--- BEGIN INFORMATION SUPPLIED ---

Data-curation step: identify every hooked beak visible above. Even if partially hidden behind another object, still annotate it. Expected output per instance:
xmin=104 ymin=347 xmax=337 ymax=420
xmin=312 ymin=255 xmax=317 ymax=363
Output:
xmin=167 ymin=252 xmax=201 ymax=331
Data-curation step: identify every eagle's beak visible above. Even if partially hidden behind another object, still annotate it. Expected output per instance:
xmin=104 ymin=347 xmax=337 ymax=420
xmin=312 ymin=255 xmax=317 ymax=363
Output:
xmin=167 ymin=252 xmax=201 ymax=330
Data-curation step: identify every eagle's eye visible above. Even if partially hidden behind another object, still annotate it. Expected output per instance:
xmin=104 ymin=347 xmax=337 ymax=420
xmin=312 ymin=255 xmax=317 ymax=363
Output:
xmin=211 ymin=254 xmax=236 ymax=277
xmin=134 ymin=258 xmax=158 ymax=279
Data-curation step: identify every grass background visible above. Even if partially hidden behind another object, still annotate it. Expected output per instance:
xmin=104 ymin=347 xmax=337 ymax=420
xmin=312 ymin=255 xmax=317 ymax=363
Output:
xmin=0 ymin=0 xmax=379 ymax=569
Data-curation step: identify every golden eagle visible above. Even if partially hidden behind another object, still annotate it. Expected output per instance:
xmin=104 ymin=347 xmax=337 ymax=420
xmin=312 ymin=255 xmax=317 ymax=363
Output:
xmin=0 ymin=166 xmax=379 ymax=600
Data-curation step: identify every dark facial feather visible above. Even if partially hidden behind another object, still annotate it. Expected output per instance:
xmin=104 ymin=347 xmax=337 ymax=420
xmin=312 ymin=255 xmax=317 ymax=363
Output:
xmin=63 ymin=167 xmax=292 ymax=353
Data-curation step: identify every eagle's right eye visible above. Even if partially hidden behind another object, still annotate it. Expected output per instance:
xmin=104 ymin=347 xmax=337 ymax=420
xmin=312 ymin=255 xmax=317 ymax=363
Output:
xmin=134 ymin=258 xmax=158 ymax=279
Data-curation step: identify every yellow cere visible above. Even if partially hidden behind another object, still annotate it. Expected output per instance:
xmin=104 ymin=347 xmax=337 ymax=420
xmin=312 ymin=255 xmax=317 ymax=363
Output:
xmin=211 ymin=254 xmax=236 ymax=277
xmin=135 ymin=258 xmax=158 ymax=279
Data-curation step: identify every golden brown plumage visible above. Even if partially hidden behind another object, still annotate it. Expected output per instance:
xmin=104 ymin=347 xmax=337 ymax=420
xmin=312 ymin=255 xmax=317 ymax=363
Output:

--- END INFORMATION SUPPLIED ---

WHAT NEEDS TO BE DONE: Please report each line in the records above that contains the word "beak", copying every such line in full.

EXERCISE SOLUTION:
Data-curation step: identify every hooked beak visible above. Even if partially hidden behind another object, still annotate it. Expected output per instance:
Data-curation step: identify every eagle's beak visible above. Even if partially hidden behind another object, still annotate it. Expected output per instance:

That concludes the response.